Transparent polycrystalline ceramics exhibit improved heat resistant and strength compared to single crystals, even though they have lower visible transmittance.^1,2 There is growing interest in applying such ceramic-based materials in biomedicine and biomaterials, particularly in the application of direct observation of bone matrix in vitro on bioceramics and percutaneous devices.^3,4 A transparent ceramic should have a compact and pore-less microstructure since pores often contribute to opacity in a ceramic.^2,5,6 However, it is a challenge to achieve full densification of polycrystalline ceramics since both a good vacuum level, as well as high temperature and pressure are required during fabrication.⁷ Efforts should be considered and made to minimize light scattering to achieve transparency in a ceramic.

++++++

▶ _YOUR OBJECTIVE_: Print the stretch of the passage on transparent ceramics from "Transparent polycrystalline ceramics" through "transparency in a ceramic.". The material that follows was drawn from a different source than the text.

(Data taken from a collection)
++++++

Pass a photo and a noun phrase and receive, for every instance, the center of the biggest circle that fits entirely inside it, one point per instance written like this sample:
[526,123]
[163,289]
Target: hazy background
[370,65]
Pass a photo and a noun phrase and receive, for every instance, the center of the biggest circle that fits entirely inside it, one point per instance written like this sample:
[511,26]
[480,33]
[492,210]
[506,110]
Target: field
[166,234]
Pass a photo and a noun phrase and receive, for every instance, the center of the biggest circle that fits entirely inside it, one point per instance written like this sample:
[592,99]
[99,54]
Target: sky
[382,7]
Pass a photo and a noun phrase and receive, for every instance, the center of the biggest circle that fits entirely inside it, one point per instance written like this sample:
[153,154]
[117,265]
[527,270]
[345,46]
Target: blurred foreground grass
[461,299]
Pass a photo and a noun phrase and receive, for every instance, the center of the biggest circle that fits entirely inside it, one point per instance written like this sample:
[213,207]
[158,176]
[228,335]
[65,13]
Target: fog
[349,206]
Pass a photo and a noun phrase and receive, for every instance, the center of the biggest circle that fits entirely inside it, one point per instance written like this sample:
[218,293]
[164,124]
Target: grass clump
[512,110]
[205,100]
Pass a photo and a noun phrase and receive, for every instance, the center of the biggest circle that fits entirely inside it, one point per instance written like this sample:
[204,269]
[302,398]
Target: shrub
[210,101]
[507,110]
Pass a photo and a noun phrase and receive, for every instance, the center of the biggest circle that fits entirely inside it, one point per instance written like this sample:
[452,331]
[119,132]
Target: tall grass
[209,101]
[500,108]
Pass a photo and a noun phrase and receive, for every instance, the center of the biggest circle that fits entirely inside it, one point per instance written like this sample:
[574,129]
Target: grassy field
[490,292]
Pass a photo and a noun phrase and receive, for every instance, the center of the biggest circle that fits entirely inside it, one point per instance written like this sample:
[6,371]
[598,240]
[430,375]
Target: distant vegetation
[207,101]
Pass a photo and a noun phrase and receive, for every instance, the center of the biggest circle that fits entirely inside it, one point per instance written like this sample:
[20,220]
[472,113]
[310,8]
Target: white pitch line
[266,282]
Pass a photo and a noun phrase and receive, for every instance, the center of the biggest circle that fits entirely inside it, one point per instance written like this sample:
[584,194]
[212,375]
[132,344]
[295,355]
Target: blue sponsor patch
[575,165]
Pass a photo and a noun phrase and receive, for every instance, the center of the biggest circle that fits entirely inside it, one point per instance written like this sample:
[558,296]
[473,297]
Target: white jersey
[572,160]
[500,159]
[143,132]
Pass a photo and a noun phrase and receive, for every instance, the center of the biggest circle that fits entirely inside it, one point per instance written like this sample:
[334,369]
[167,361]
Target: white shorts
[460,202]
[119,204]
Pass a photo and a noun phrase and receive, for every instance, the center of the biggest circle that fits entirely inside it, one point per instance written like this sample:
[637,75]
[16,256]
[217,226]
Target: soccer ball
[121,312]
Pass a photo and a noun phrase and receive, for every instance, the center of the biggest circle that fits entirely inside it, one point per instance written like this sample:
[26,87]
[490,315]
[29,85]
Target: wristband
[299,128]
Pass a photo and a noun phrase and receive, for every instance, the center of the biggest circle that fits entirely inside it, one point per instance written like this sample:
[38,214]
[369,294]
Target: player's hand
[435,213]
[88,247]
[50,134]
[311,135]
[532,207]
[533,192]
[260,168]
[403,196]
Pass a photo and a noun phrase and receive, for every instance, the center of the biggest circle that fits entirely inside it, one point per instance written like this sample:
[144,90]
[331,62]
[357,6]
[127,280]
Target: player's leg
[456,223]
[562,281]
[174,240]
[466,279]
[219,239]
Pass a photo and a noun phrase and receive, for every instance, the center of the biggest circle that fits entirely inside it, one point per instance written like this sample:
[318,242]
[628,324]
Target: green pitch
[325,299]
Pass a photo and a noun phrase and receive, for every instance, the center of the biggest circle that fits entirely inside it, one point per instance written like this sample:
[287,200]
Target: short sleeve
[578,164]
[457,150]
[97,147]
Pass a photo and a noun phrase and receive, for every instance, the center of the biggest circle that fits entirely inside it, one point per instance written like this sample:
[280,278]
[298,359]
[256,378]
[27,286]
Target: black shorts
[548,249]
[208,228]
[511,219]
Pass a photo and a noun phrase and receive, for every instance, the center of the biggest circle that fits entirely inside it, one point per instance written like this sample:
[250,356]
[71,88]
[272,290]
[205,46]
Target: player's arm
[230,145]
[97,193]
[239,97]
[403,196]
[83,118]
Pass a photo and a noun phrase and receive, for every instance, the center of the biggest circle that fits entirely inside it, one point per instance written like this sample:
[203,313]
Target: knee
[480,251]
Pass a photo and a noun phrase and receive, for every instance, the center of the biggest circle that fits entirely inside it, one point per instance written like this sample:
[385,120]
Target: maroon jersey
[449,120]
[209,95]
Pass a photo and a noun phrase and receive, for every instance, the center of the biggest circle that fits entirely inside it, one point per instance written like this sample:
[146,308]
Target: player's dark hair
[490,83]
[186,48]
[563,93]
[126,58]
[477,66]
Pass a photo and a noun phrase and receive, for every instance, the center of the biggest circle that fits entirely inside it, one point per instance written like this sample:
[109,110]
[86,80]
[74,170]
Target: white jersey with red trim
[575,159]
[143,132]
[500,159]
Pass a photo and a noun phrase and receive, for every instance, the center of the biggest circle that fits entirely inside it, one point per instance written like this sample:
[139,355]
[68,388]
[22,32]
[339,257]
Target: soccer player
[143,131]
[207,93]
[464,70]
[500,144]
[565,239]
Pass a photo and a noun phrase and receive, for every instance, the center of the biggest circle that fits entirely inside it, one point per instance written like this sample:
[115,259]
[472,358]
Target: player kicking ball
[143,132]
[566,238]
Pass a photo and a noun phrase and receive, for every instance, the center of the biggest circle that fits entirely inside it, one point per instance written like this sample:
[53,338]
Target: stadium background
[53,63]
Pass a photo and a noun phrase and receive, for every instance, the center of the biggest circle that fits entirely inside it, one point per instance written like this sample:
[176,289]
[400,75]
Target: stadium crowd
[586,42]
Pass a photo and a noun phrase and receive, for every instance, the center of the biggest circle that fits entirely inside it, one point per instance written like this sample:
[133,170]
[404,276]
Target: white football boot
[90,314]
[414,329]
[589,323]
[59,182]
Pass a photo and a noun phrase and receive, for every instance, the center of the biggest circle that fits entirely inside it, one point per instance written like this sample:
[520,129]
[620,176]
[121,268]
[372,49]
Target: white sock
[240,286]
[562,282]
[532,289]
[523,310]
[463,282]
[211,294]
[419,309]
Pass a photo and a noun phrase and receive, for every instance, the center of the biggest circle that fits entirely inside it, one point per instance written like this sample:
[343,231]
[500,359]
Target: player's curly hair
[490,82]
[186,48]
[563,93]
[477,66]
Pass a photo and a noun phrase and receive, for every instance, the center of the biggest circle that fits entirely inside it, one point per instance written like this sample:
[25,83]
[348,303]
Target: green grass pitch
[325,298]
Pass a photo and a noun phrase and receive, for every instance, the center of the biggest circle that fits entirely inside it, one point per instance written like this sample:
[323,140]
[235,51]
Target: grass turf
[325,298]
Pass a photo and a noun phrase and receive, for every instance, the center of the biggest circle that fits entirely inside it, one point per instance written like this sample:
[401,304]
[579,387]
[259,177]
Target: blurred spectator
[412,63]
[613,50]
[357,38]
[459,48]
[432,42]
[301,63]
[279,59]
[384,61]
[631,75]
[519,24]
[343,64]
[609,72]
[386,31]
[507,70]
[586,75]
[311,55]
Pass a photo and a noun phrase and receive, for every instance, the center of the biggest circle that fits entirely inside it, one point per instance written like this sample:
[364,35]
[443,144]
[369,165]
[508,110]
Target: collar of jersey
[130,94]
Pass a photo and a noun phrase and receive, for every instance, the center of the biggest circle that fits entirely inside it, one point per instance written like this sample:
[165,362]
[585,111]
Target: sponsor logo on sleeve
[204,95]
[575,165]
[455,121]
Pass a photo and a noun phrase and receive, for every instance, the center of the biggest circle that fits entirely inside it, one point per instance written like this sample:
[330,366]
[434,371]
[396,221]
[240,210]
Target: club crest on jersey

++++++

▶ _RESPONSE BOX_:
Transparent polycrystalline ceramics exhibit improved heat resistant and strength compared to single crystals, even though they have lower visible transmittance.^1,2 There is growing interest in applying such ceramic-based materials in biomedicine and biomaterials, particularly in the application of direct observation of bone matrix in vitro on bioceramics and percutaneous devices.^3,4 A transparent ceramic should have a compact and pore-less microstructure since pores often contribute to opacity in a ceramic.^2,5,6 However, it is a challenge to achieve full densification of polycrystalline ceramics since both a good vacuum level, as well as high temperature and pressure are required during fabrication.⁷ Efforts should be considered and made to minimize light scattering to achieve transparency in a ceramic.